▶ [Exercise description] Write out the records word for word.

Material for the task Block Start

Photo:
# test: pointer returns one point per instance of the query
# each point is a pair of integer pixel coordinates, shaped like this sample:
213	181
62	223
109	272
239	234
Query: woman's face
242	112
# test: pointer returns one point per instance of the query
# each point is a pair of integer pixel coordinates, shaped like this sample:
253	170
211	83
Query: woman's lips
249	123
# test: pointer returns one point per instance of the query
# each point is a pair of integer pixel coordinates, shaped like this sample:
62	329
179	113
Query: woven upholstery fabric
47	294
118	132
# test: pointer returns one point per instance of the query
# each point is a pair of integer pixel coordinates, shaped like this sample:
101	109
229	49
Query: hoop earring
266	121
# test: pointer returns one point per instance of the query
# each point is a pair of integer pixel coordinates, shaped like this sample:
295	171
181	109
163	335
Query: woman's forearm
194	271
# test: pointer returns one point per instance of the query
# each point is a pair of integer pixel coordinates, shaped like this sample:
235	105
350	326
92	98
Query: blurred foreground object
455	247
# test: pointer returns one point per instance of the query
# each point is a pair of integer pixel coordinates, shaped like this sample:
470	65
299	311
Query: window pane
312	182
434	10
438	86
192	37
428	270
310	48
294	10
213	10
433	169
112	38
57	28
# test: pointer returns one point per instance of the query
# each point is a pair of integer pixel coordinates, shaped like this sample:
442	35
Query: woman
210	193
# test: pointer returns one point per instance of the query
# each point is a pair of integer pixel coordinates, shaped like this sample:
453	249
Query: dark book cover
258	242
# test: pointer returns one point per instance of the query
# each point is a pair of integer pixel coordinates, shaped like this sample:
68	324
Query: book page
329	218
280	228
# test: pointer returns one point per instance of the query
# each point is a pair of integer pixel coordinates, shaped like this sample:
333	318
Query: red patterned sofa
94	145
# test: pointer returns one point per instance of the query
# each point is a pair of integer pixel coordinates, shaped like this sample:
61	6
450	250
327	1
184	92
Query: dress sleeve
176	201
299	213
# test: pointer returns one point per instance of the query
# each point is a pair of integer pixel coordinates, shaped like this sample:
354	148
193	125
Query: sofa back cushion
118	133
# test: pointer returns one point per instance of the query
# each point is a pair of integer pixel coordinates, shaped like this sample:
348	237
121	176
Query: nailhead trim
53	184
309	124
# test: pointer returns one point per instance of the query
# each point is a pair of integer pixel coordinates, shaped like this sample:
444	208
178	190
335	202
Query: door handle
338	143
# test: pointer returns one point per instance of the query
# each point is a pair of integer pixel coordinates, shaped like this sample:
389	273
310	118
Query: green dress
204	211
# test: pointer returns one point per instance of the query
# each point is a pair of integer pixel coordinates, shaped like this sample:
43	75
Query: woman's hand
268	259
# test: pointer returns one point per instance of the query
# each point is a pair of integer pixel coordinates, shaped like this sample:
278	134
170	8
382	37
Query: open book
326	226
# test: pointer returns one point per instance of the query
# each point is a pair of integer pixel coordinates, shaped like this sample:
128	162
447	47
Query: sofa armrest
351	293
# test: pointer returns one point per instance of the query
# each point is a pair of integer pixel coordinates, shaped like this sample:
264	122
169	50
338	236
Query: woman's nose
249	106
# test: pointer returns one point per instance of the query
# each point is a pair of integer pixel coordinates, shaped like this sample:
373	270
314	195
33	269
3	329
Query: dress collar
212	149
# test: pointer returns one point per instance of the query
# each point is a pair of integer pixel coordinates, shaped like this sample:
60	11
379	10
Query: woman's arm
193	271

Material for the task Block End

▶ [Completed task]
Photo:
# test: pointer returns one point per instance of the query
# each point is a pair of integer pixel coordinates, shaped like this sample:
213	181
62	223
109	272
239	234
Query: woman's face
242	112
# test: pointer returns one point per instance of the query
# each point is a pair of integer pixel coordinates, shaped like this sample:
253	170
211	83
Query: woman's lips
249	123
# test: pointer returns one point per instance of the query
# each point is a pair of integer pixel coordinates, shaped like this sample:
62	329
179	113
Query: woven upholstery fabric
47	294
118	132
# test: pointer returns one point per instance of the query
# each point is a pair of integer pixel coordinates, shaped like this sample:
101	109
229	49
Query: hoop earring
266	121
# test: pointer returns one point per instance of the query
# each point is a pair of integer pixel coordinates, shaped like this sample:
295	171
181	109
163	335
Query: woman's forearm
194	271
# test: pointer returns one point per instance of the query
# each point is a pair of integer pixel coordinates, shaped like this sample:
235	105
350	326
92	98
Query: blurred foreground object
455	247
# test: pointer returns one point per instance of the query
# each point is a pair of integer pixel coordinates, shaped like this sample:
470	65
299	311
Query: window pane
312	182
434	10
438	86
192	37
428	270
310	48
294	10
213	10
433	169
112	38
57	28
# test: pointer returns one point per instance of the query
# each point is a pair of integer pixel coordinates, shaped like this sample:
442	35
Query: woman
210	193
# test: pointer returns one point per instance of the query
# each point is a pair of integer pixel coordinates, shaped like this sample:
453	249
Query: dark book cover
258	242
# test: pointer returns one point per instance of the query
# each point is a pair of integer pixel coordinates, shaped like this sample:
68	324
Query: book page
329	218
280	228
# test: pointer returns one point per instance of the query
# each point is a pair of integer pixel coordinates, shaped like this sample:
333	318
Query: red patterned sofa
94	145
# test: pointer returns one point per instance of the query
# each point is a pair of integer pixel coordinates, shaped like this sample:
61	6
450	250
327	1
184	92
Query: dress sleeve
176	201
299	213
# test: pointer returns one point per instance of the query
# each point is a pair of integer pixel coordinates, shaped like this sample:
354	148
193	125
Query: sofa back cushion
118	133
# test: pointer returns one point per instance of the query
# each point is a pair of integer pixel coordinates, shaped like this sample:
348	237
121	176
Query: nailhead trim
53	184
309	124
# test: pointer returns one point per instance of the query
# each point is a pair of integer pixel coordinates, shaped like this sample:
444	208
178	190
335	202
Query: door handle
338	143
# test: pointer returns one point per instance of the query
# each point is a pair of integer pixel coordinates, shaped like this sample:
389	273
310	118
Query: green dress
204	211
# test: pointer returns one point per instance of the query
# each point is a pair of integer pixel coordinates, shaped like this sample:
43	75
Query: woman's hand
268	259
# test: pointer returns one point per instance of the query
# each point is a pair of integer pixel coordinates, shaped like this sample:
278	134
170	8
382	37
Query: open book
326	226
# test: pointer returns one point per instance of the query
# each point is a pair of integer pixel coordinates, shaped like this sample:
128	162
447	47
Query: sofa armrest
351	293
# test: pointer returns one point per instance of the query
# each point is a pair of integer pixel coordinates, shaped like this sample:
264	122
169	50
338	236
Query: woman's nose
249	106
# test: pointer returns one point per instance of the query
# each point is a pair of integer pixel coordinates, shaped like this sample:
373	270
314	195
33	269
3	329
Query: dress collar
212	149
# test: pointer returns one point per instance of the query
# each point is a pair of integer pixel coordinates, shaped like this sample:
60	11
379	10
Query: woman's arm
193	271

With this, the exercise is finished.